- [Given problem]: Continue the passage on Belgrade's honorary citizenship from its last sentence.

- [Supplied passage]:
================
Honorary citizen of Belgrade is a title awarded by the leadership of Belgrade on behalf of the city.

Requirements
The title can be awarded to both a citizen of Serbia and any other state, as a politician or statesman, as well as a representative of a non-governmental organization or an artist. A candidate for honorary citizenship of Belgrade must have a contribution to the development of science, art, humanitarian activities, etc., which has helped the development and image of Belgrade, the development of democracy in Serbia and the world. The decision to award the title is made by the City Assembly (Parliament). Candidates are nominated by the City Council or at least 10 councilors.

A person who has received the title of honorary citizen of Belgrade is presented with an official letter on official paper at an official meeting of the Assembly. A citizen of Serbia receives it on City Day, and a representative of another country receives it during their visit to Belgrade.

History

The first to receive this title was General Peko Dapčević on 19 October 1945, who led the liberation of Belgrade in the autumn of 1944. On Yugoslav Youth Day in 1947, the title were given to the head of the Yugoslav Communist Party, Josip Broz Tito, Fyodor Tolbukhin, marshal of the Soviet Union, and Vladimir Zhdanov, general of the Soviet army.
================
- [Available data]:
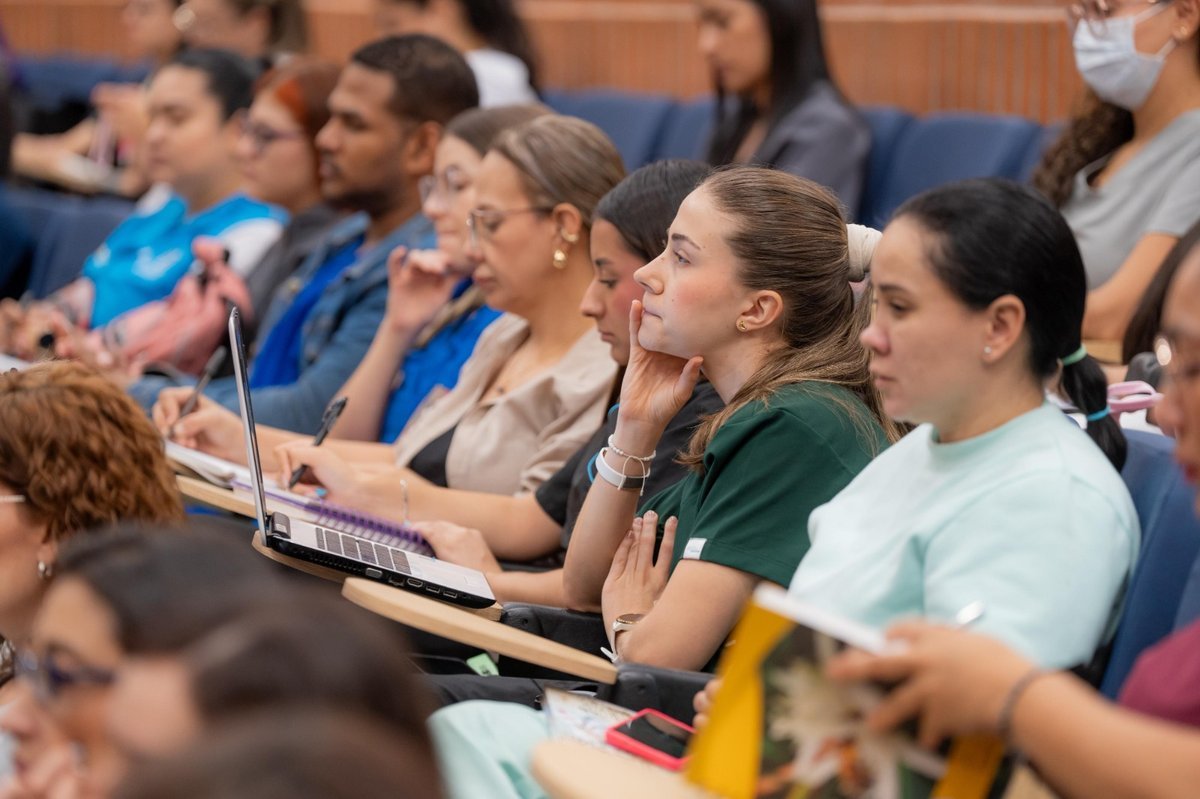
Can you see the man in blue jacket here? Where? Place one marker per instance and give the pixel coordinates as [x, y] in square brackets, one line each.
[387, 114]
================
- [Response below]:
On 19 July 1954 (the year when the title was officially established), for the first time, the leader of a foreign state, the Emperor of Ethiopia, Haile Selassie , became an honorary citizen of Belgrade. Of the foreign leaders after him, the title was awarded to Jawaharlal Nehru , Gamal Abdel Nasser , Norodom Sihanouk , Leonid Brezhnev and others. Despite the warm relations of Josip Broz Tito with a number of leaders of Western European countries, only Elizabeth II, Queen of the United Kingdom, became an honorary citizen of Belgrade during his life (and currently the only woman to be assigned this title). Till 1985, honorary citizens of Belgrade were high foreign officials, who were visiting SFR Yugoslavia. After 1985, the title was not awarded for more than 21 years. The title was reintroduced in 2006. Until 2006, an honorary Belgrade citizen could only become someone who was a senior foreign politician, statesman or military leader. Nelson Mandela received it in 2007.

At the beginning of the 21st century, Bill Gates and Michael Schumacher were nominated as candidates for honorary citizens of Belgrade . Serbian historian Aleksandar Životić explained this by the breakdown of the socialist bloc and globalization, in an era in which society chooses new heroes.

In 2015, Nikita Mikhalkov and Peter Handke are the first artists to become honorary citizens of the Serbian capital.

List of honorary citizens
The list includes people who have been awarded the title of honorary citizen of Belgrade.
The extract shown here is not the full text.